> [Quoted passage]
Directed by Lynn Shelton
There’s something very Jim Jarmusch-ian about Lynn Shelton’s Sword of Trust. Though her heavily improvised film is much more broadly comic than a typical Jarmusch film, the characters’ unlikely and quirky journey, with its twists turns and even dramatic let downs, feels… well Jarmusch-ian. It’s not so much that the plot is half-assed, but it is certainly secondary to the story, itself an excuse to get a bunch of talented comedians to riff in character, expounding on themes of delusion, cultural history and how easy it is to be led astray.
The story concerns two pawn shop employees, Mel and Nathaniel (Marc Maron, Jon Bass) and a young couple, Cynthia and Mary (Jillian Bell, Michaela Watkins), brought together when the couple tries to sell an inherited sword. Cynthia inherits the sword from her grandfather who believed, either because of or despite his dementia, that the sword is a crucial piece of evidence that the South did, in fact, win the Civil War.

> [Exercise brief] Extend the review of Sword of Trust, picking up after its last sentence. The entries that follow have no connection to the review of Sword of Trust.

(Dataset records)
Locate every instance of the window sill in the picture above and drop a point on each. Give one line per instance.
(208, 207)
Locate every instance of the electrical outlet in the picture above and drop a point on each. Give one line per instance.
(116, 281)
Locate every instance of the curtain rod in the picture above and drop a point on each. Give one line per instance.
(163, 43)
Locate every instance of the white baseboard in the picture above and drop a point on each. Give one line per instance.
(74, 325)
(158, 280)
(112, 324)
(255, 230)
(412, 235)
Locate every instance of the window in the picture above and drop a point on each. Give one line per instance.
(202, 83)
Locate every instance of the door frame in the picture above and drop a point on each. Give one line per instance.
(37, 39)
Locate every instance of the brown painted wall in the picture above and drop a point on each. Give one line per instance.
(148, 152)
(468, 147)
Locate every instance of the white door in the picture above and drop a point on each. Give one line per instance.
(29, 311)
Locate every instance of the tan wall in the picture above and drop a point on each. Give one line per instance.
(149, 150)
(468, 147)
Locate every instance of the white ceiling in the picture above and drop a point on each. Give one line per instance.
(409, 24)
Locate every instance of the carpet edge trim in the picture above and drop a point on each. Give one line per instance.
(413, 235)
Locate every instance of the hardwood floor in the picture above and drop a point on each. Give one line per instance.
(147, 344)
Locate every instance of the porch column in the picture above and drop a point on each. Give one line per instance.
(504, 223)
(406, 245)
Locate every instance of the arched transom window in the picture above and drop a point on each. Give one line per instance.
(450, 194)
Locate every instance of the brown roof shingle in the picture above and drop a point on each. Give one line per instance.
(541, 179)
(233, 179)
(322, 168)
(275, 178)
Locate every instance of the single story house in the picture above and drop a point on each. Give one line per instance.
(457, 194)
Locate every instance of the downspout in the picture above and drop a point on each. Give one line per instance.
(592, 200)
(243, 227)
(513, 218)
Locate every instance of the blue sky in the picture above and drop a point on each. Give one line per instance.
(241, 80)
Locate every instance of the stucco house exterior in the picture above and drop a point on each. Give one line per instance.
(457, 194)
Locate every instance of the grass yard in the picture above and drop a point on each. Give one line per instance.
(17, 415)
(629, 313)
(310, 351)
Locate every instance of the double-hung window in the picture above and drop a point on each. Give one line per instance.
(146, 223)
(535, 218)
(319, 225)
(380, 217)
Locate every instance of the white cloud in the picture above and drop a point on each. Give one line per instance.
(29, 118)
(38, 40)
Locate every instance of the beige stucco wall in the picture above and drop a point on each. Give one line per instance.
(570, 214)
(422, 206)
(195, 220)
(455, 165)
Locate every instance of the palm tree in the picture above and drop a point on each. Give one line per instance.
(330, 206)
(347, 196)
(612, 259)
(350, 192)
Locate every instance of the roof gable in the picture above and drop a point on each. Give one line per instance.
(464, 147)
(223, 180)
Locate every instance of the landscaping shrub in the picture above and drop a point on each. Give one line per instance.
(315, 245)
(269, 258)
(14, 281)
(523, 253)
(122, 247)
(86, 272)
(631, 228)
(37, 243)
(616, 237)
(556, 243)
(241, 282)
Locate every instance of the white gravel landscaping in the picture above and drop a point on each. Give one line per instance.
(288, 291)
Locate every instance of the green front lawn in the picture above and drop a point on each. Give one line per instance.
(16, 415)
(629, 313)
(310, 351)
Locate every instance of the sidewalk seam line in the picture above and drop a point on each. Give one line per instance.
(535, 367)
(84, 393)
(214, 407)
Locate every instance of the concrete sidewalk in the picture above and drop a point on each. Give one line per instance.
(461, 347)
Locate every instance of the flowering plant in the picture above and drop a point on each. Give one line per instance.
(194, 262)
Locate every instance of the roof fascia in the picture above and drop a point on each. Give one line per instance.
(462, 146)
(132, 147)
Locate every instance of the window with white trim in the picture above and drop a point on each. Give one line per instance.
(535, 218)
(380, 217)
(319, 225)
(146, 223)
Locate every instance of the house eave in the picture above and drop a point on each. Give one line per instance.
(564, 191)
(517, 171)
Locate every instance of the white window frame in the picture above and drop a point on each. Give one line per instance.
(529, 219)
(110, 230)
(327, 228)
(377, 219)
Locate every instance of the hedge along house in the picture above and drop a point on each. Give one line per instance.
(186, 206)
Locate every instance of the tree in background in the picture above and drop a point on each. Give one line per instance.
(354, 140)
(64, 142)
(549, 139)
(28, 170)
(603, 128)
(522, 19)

> [Expected answer]
The couple present the sword and its unusual backstory to Mel, and though he understandably turns them away (mostly for not accepting his lowball offer), he does some digging and figures out that Civil War truthers will pay good money for the item. Cynthia and Mary, not to be taken advantage of, insist on a 50/50 share of the profits.
After this point in the story, in a sense just the premise, the story doesn’t go much further, at least not on the surface. They meet a buyer, comically sinister, who takes them to his boss, there is an altercation, and soon after we reach catharsis. It’s quite simple, but the plot is just the loose outline within which the characters can talk, riff, crack jokes and tell us what the film is really about.
And that’s the strange world of various “truthers,” between people who believe the Earth is flat and those who believe the South won the Civil War. That latter belief is perfectly absurd and somehow plausible for the times we live in. It makes no real sense, but neither does the idea that the Earth is flat.
Characters will have time to discuss and debate these ideas, at least to a point, but the film never felt too heavy handed to me in its message. It’s not exactly an indictment of people who believe in such things, but neither is it nuanced in its representation of those characters. They are treated instead as comedy fodder, in a sense similar to the antagonists of BlacKkKlansman. They are not to be understood so much as mocked.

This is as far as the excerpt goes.